-- THE TASK --
Skip all pictures, then copy the lines from the start of the data through the line with "Target: black taxi", keeping both ends.

-- DATA EXTRACTS --
+++

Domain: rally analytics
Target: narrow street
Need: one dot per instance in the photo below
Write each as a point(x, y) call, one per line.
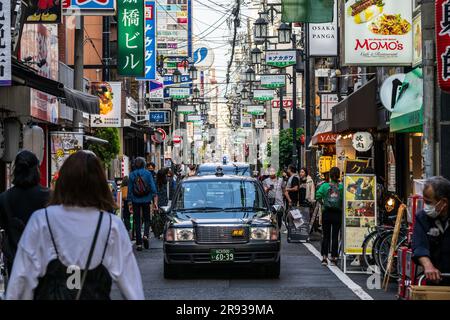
point(302, 278)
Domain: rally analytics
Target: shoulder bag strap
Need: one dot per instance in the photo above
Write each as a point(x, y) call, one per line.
point(91, 252)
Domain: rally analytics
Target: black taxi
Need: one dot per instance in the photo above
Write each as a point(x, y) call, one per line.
point(221, 219)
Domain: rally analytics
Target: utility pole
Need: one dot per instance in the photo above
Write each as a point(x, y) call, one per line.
point(106, 48)
point(78, 74)
point(294, 106)
point(429, 110)
point(307, 79)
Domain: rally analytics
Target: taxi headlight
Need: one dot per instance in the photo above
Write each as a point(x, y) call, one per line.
point(260, 233)
point(184, 234)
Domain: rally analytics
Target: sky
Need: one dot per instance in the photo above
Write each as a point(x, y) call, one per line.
point(212, 24)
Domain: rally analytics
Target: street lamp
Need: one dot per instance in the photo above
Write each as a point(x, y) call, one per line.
point(244, 94)
point(176, 76)
point(250, 75)
point(195, 93)
point(284, 33)
point(256, 56)
point(260, 30)
point(193, 73)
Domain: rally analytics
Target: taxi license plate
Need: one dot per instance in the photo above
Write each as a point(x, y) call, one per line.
point(222, 255)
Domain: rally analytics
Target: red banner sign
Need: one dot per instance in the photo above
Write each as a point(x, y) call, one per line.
point(443, 43)
point(288, 103)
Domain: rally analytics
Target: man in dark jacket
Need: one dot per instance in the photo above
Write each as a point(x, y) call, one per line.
point(141, 203)
point(19, 202)
point(431, 237)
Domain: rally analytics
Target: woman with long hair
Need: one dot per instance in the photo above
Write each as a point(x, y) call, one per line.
point(76, 247)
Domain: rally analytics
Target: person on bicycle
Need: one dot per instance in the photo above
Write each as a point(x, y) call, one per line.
point(19, 202)
point(331, 195)
point(273, 186)
point(141, 192)
point(431, 235)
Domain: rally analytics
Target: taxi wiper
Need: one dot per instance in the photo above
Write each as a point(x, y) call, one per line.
point(245, 209)
point(204, 209)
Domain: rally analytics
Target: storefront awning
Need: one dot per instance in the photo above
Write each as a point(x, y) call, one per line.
point(358, 111)
point(324, 134)
point(407, 115)
point(26, 76)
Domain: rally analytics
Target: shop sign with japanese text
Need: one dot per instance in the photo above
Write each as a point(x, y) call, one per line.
point(362, 141)
point(256, 110)
point(281, 58)
point(323, 37)
point(5, 43)
point(150, 41)
point(327, 102)
point(130, 20)
point(272, 81)
point(262, 95)
point(287, 103)
point(110, 96)
point(44, 12)
point(179, 93)
point(88, 7)
point(378, 32)
point(443, 43)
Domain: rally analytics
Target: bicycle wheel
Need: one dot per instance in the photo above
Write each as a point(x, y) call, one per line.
point(383, 254)
point(367, 260)
point(377, 246)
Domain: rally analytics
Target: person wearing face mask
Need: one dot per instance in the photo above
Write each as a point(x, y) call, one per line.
point(431, 236)
point(273, 186)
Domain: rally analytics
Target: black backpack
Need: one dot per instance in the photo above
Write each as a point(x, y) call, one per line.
point(140, 187)
point(14, 228)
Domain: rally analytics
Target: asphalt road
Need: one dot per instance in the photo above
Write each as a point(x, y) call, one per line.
point(302, 278)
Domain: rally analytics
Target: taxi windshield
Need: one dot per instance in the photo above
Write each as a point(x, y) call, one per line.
point(219, 195)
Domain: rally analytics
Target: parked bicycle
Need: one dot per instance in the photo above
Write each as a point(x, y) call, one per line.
point(3, 267)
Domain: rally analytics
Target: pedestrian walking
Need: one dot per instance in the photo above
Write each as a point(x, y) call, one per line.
point(151, 167)
point(330, 194)
point(273, 186)
point(19, 202)
point(431, 235)
point(141, 192)
point(307, 190)
point(76, 247)
point(292, 187)
point(126, 204)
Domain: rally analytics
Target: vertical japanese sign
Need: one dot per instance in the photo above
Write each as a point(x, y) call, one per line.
point(5, 43)
point(360, 206)
point(174, 28)
point(131, 38)
point(44, 12)
point(443, 43)
point(110, 95)
point(150, 41)
point(40, 42)
point(63, 144)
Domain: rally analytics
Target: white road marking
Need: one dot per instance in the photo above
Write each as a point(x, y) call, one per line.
point(341, 275)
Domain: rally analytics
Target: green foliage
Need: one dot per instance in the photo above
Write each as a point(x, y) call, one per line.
point(106, 152)
point(286, 145)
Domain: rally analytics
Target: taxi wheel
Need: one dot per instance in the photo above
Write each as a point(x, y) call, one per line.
point(171, 271)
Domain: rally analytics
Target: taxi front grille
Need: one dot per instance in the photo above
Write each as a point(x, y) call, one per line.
point(220, 234)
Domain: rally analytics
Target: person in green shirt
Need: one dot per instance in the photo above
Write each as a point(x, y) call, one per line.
point(330, 195)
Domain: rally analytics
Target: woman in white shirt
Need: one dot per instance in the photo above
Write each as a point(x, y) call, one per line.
point(76, 233)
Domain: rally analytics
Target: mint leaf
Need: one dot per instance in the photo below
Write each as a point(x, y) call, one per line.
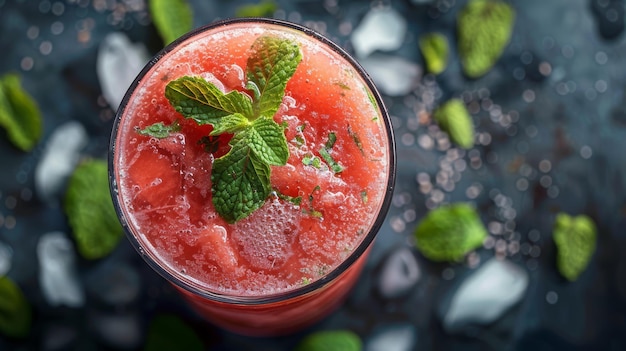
point(15, 311)
point(449, 232)
point(484, 28)
point(241, 183)
point(19, 114)
point(262, 9)
point(575, 240)
point(169, 332)
point(434, 47)
point(160, 130)
point(241, 178)
point(196, 98)
point(270, 66)
point(454, 119)
point(172, 18)
point(90, 210)
point(333, 340)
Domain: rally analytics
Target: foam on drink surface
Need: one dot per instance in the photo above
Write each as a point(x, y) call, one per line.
point(166, 183)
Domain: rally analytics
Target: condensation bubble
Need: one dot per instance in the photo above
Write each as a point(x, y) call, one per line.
point(27, 63)
point(552, 297)
point(57, 28)
point(32, 32)
point(586, 152)
point(545, 166)
point(45, 47)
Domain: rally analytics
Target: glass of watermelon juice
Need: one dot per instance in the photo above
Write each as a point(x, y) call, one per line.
point(252, 164)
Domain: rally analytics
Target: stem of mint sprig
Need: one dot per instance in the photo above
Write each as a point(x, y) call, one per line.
point(241, 177)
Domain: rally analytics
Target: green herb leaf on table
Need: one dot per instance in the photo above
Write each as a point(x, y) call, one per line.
point(484, 29)
point(19, 113)
point(331, 340)
point(90, 212)
point(241, 178)
point(448, 233)
point(172, 18)
point(261, 9)
point(160, 130)
point(15, 311)
point(575, 240)
point(434, 47)
point(454, 119)
point(169, 332)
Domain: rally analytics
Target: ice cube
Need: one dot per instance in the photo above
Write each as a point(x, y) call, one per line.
point(486, 295)
point(59, 159)
point(393, 75)
point(382, 28)
point(57, 271)
point(118, 63)
point(399, 273)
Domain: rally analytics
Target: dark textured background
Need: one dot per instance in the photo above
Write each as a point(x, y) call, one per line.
point(572, 115)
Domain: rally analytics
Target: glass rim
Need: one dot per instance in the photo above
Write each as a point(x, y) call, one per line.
point(317, 284)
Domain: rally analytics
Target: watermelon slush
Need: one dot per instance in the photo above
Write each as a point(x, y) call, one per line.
point(292, 261)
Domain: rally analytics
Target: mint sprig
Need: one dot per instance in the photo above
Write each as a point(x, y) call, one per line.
point(241, 178)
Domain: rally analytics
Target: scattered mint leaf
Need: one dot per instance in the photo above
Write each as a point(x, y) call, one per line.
point(90, 210)
point(15, 311)
point(434, 47)
point(19, 113)
point(160, 130)
point(262, 9)
point(449, 232)
point(484, 28)
point(454, 119)
point(172, 18)
point(332, 340)
point(169, 332)
point(575, 239)
point(241, 178)
point(270, 66)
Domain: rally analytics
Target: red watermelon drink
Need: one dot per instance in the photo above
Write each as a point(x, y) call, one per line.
point(252, 164)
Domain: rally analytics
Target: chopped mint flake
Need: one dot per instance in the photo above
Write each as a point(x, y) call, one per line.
point(454, 119)
point(332, 340)
point(160, 130)
point(90, 210)
point(484, 28)
point(575, 240)
point(19, 113)
point(262, 9)
point(449, 232)
point(334, 166)
point(15, 311)
point(172, 18)
point(312, 160)
point(434, 47)
point(169, 332)
point(356, 139)
point(241, 178)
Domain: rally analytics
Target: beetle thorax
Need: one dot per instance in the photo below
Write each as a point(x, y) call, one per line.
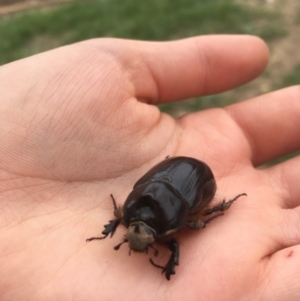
point(140, 235)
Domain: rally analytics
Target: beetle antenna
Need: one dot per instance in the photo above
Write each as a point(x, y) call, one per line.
point(155, 250)
point(114, 202)
point(117, 247)
point(156, 265)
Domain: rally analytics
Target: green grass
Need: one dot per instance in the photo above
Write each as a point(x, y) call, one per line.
point(292, 78)
point(30, 32)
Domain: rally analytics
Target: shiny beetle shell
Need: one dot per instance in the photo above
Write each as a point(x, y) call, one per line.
point(162, 202)
point(168, 193)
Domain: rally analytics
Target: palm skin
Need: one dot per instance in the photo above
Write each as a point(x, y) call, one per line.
point(78, 124)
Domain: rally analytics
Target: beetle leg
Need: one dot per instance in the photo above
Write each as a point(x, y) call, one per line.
point(117, 209)
point(109, 228)
point(196, 225)
point(223, 206)
point(169, 269)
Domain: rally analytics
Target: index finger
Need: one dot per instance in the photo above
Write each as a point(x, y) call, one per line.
point(168, 71)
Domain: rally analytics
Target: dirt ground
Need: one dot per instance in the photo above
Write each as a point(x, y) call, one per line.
point(285, 52)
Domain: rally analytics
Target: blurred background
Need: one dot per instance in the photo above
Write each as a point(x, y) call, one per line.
point(32, 26)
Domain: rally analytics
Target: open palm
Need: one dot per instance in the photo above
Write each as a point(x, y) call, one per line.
point(79, 123)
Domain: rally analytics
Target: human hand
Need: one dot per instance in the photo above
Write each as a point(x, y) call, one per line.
point(78, 123)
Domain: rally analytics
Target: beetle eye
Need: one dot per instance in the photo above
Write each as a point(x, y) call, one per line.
point(139, 236)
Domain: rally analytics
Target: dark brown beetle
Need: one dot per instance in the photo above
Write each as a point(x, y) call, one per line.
point(163, 202)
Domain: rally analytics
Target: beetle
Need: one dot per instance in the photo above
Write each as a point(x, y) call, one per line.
point(169, 197)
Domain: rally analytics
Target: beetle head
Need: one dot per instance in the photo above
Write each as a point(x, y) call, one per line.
point(139, 235)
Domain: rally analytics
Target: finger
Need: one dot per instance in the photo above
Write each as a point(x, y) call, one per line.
point(281, 276)
point(169, 71)
point(284, 179)
point(271, 123)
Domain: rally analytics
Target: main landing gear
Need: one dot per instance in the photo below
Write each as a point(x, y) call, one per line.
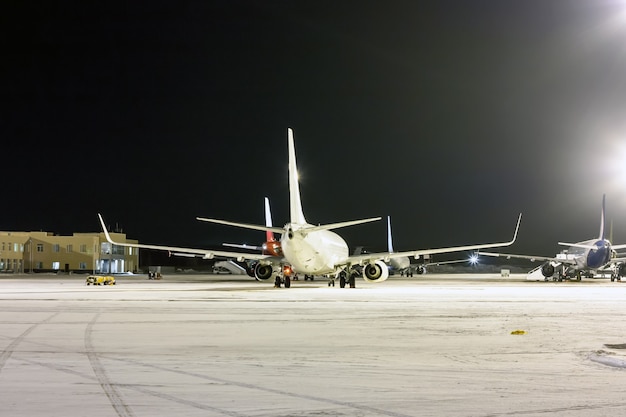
point(347, 278)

+++

-- SOLUTION --
Domain: rally analytics
Target: narrow street
Need: one dot per instance in the photo below
Write each as a point(x, y) call, one per line.
point(302, 278)
Domain: rally analytics
Target: shoulder bag strap
Need: one dot per instance in the photo above
Write each as a point(x, y) call, one per line.
point(91, 252)
Domain: rally analytics
Target: black taxi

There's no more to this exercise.